**INPUT ROWS**
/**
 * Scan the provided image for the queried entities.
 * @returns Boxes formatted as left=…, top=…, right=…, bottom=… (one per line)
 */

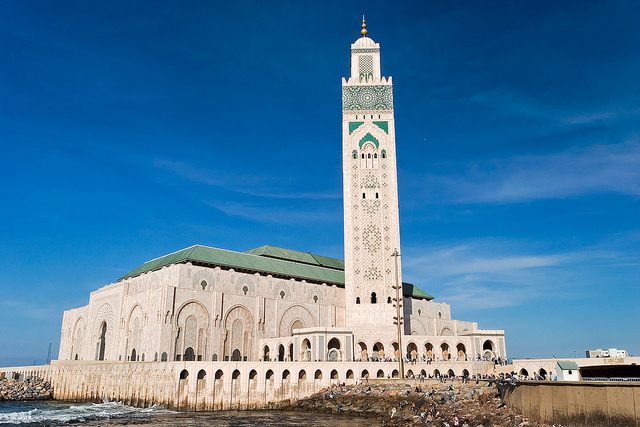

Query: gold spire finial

**OBJECTIVE**
Repeat all of the records above word for word, leaving the picture out.

**ANSWER FOR THE TASK**
/**
 * Scan the provided image for the queried entities.
 * @returns Boxes formatted as left=…, top=…, right=…, bottom=… (one per line)
 */


Query: gold spire finial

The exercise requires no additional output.